Задание 1 ▸ Пожалуйста, перепишите без изменений отрывок из текста о школьных годах: начните со слов «Мы все поняли» и остановитесь после слов «этого не надо.».
Задание 2 ▸ Допишите текст о школьных годах, продолжив его сразу после последнего приведенного предложения.

Текст для чтения ▸

------------

Алексей Тарханов, «Коммерсантъ», о том, что дают детям школьные годы.
Когда тридцать лет назад я наконец-то окончил школу, я думал, что я окончил школу. Как бы не так! Потом я ходил в школу с детьми, хожу теперь и буду ходить еще лет шесть, пока не появятся внуки.
На собственных детях я проверил все варианты отношений ребенка со средней школой. Мой старший сын сидел дома до третьего класса — я исходил из того, что чем позже он столкнется с т. н. социумом, тем лучше. Меня очень за это порицали.
В результате он так и не освоил стихотворение «Ленин и печник», а ближе к выпуску сбежал в экстернат и явно недобрал не только школьных премудростей, но и желанного опыта. Теперь в далеком Амстердаме, в кабинете модной дизайнерской студии, он вспоминает пропущенные школьные классы как самые чудесные.
Младший сын был отправлен специально с целью социализации в дорогой и накрученный детский сад, в котором он социализировался целый год. Нас дважды вызывали к директору. В первый раз нам объясняли, как ребенка учат считать. «Это очень серьезная работа, — щебетала преподавательница. — Мы проводим детей через Мостик Сложения по Дороге Вычитания в Замок Умножения...» А до каких чисел вы доходите? «До пяти!» — гордо сказала математическая дама. Ну а окончательный удар мы получили, когда нас пригласили, чтобы поговорить об угрожающем отставании нашего сына.
«Я его спрашиваю: каковы признаки ежа! И представляете себе, что он мне говорит?! Он говорит, что у ежа — иголки!» — «А что у ежа, что? У ежа, уважаемые родители, — колючки!» Колючки, понятно?
Мы все поняли и забрали его в первый класс обычной школы, где он учился до тех пор, пока его одноклассники не стали мериться между собой предметами мужской гордости, а именно мобильными телефонами. И он перешел во французский лицей, где телефонами размахивают только русские дети, и то до тех пор, пока не поймут, что делать этого не надо.
Моя дочка, не зная ни слова по-французски, после этого сразу пошла в лицей, где уже полгода пытается понять то странное гортанное наречие, на котором изъясняются преподаватели. Удивительно, но их это совершенно не напрягает и они готовы ждать года три, пока дочь не заговорит языком Расина и Мольера.

------------

Выдержки из списка ▸

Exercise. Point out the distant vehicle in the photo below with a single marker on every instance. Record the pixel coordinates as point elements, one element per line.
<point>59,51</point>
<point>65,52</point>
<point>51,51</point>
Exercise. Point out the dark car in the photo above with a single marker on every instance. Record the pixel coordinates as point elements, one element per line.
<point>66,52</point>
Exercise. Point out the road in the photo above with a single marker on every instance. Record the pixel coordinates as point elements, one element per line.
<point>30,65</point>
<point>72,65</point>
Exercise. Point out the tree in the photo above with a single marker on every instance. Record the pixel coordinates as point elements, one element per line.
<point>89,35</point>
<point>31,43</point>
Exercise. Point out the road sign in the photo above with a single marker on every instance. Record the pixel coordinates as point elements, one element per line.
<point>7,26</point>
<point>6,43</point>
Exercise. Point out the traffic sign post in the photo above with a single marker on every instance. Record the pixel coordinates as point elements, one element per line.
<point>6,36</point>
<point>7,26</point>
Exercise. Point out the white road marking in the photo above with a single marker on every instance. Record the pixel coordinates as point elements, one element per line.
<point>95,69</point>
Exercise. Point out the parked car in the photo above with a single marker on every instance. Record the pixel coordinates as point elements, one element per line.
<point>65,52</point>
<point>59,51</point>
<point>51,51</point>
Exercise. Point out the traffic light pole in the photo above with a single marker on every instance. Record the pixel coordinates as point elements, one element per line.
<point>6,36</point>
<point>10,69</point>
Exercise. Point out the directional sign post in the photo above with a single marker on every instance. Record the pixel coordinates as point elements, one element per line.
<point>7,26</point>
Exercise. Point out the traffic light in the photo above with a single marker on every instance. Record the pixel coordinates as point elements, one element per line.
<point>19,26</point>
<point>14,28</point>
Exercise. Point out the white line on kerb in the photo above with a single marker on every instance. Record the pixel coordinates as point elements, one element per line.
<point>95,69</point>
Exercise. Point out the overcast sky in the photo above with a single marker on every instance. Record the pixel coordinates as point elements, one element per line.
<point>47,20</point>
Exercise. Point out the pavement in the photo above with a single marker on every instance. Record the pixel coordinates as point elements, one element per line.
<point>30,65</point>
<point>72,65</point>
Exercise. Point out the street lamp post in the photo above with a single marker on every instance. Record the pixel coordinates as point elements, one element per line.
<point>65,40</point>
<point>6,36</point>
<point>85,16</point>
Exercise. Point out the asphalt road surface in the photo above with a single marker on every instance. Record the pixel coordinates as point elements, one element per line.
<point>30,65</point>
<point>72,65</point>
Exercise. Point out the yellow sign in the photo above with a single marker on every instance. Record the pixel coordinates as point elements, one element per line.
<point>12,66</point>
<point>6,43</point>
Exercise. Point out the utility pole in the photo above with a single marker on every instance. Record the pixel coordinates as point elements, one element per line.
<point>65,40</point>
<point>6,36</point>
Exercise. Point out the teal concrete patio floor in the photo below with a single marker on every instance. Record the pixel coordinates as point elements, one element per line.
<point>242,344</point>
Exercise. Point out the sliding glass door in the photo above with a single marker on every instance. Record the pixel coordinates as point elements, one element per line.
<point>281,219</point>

------------

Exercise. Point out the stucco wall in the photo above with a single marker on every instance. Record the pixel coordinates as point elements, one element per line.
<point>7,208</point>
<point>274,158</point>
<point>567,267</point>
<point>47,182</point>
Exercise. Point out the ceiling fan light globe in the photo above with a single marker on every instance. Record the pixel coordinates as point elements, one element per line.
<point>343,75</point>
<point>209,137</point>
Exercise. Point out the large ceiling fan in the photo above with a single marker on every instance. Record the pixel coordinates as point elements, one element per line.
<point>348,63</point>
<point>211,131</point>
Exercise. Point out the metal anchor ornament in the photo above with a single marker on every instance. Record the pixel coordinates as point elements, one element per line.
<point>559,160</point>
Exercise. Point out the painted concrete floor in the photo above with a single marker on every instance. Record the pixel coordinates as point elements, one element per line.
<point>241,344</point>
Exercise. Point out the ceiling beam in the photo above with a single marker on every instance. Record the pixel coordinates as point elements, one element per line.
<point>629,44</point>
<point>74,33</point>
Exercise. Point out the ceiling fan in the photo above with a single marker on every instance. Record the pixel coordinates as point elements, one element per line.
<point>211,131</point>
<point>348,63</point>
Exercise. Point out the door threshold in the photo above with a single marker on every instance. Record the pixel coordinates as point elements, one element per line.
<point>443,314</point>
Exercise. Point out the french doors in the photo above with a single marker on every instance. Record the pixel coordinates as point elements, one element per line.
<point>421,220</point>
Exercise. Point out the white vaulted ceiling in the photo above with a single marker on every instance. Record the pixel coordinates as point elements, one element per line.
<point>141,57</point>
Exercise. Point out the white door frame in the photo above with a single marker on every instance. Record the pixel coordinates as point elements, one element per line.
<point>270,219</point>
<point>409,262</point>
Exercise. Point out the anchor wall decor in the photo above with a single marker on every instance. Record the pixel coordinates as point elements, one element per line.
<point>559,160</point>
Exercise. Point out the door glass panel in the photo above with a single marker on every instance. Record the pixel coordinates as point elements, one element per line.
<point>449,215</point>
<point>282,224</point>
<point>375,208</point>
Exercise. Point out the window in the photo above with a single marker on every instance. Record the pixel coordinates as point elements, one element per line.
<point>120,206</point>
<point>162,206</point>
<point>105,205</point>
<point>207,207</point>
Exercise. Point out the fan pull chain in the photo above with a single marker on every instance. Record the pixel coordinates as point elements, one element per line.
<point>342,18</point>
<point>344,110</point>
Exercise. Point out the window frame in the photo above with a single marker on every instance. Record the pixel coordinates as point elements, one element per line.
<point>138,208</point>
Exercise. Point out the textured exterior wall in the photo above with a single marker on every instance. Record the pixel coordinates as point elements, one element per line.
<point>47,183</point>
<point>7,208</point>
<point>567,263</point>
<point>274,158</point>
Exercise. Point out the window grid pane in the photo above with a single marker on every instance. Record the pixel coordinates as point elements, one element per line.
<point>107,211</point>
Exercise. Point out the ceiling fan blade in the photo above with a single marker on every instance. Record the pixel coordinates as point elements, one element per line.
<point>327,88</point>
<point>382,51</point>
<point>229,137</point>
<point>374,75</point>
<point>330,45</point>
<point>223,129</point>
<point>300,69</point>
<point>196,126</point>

------------

Результат упражнения 1 ▸
Мы все поняли и забрали его в первый класс обычной школы, где он учился до тех пор, пока его одноклассники не стали мериться между собой предметами мужской гордости, а именно мобильными телефонами. И он перешел во французский лицей, где телефонами размахивают только русские дети, и то до тех пор, пока не поймут, что делать этого не надо.

Результат упражнения 2 ▸
Словом, каждый и каждая из них мучились по-своему. Но ведь мучились и мы! Это была абсолютная дедовщина, когда каждый из нас в свой черед должен был пройти по всей Лестнице Унижений в замок Среднего Образования. Ради этого каждый из нас отправлялся в школы, где нас учили специальные люди. Хорошие и совсем плохие. Как я теперь с ужасом понимаю, единственные взрослые, с которыми мы общались так же постоянно, как и с нашими родителями. Они имели над нами удивительную власть, данную им неизвестно кем и по какому праву. Они нас учили множеству бессмысленных вещей и тем, которые были забыты наутро.
Секрет жизненного успеха никак не связан со школой. Он скорее состоит в том, насколько удастся нейтрализовать вредоносное влияние школы. Мне все чаще кажется, что это место, где детям в медицинских целях прививают социальные болезни, а уж выработают они иммунитет или погибнут, никому не интересно. Обществу они нужны обломанными. На этом, как вы помните, построена повесть «Норма» писателя Владимира Сорокина: каждый должен съесть свою долю дерьма, и, видимо, считается, что, если детей приучать пораньше, они научатся находить в этом вкус.
Единственный способ добиться того, чтобы дети полюбили школу, — это сделать так, чтобы дома им было еще хуже. В сущности, все в наших руках.